GIVEN DATA ::
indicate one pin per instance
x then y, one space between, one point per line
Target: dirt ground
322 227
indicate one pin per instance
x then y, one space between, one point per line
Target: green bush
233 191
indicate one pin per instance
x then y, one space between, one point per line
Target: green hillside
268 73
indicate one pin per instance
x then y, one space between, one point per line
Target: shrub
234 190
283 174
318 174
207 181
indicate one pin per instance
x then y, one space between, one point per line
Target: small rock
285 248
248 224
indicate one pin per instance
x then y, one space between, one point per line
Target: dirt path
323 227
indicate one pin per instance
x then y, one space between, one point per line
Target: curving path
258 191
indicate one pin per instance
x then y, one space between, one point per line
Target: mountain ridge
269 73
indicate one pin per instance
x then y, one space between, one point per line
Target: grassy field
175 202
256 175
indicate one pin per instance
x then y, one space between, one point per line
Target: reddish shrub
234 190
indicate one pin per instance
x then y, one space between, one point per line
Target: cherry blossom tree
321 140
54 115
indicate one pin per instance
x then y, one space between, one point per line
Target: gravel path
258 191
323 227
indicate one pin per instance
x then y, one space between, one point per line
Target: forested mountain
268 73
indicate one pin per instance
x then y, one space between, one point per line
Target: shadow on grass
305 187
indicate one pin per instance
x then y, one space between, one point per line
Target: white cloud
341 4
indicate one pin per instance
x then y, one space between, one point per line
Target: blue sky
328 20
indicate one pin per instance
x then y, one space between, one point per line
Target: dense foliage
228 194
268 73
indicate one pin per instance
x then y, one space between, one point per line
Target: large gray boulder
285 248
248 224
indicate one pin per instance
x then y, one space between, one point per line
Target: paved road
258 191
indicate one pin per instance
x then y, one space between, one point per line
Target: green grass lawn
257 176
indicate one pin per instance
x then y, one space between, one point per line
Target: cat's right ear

WORK ORDER :: Every entry needs to be retyped exactly.

TASK SOLUTION ::
indicate one pin per instance
x then y, one space between, one point per line
Target: dirt ground
322 227
indicate one pin per instance
x then y, one space between, one point per line
Target: green bush
233 191
indicate one pin per instance
x then y, one space between, one point per line
Target: green hillside
268 73
indicate one pin per instance
x then y, one space between, one point per line
Target: shrub
234 190
283 174
318 174
207 181
indicate one pin per instance
x then y, one space between, one point per line
Target: small rock
285 248
248 224
indicate one pin per instance
x then y, one space between, one point per line
Target: dirt path
323 227
indicate one pin per instance
x then y, one space between, one point per line
Target: curving path
258 191
indicate one pin per instance
x then y, one space between, one point per line
Target: mountain ridge
269 73
indicate one pin per instance
x then y, one space between, one point per line
Target: grassy field
175 202
256 175
indicate one pin per instance
x then y, one space between, one point per line
Target: reddish shrub
234 190
indicate one pin per instance
x then y, one space between, one point per line
Target: cherry blossom tree
321 140
54 115
indicate one pin per instance
x then y, one space between, one point per line
Target: gravel path
258 191
323 227
indicate one pin per instance
x then y, one space between, one point per line
Target: forested mountain
268 73
indicate one pin per instance
x then y, one space between, one point per line
Target: shadow on grass
305 187
indicate one pin per instance
x then y, one space between, one point per line
Target: white cloud
341 4
indicate one pin per instance
x then y, one space between, one point per line
Target: blue sky
328 20
indicate one pin per instance
x then y, one space between, one point per line
Target: dense foliage
228 194
268 73
indicate one pin per instance
x then y, one space between, one point per line
Target: large gray boulder
285 248
248 224
indicate one pin per instance
x then y, one space between, one point per line
Target: paved road
258 191
indicate one pin per instance
x then y, one space between, one point per line
Target: green grass lawn
257 176
indicate one pin per instance
x then y, one space between, one point per line
Target: cat's right ear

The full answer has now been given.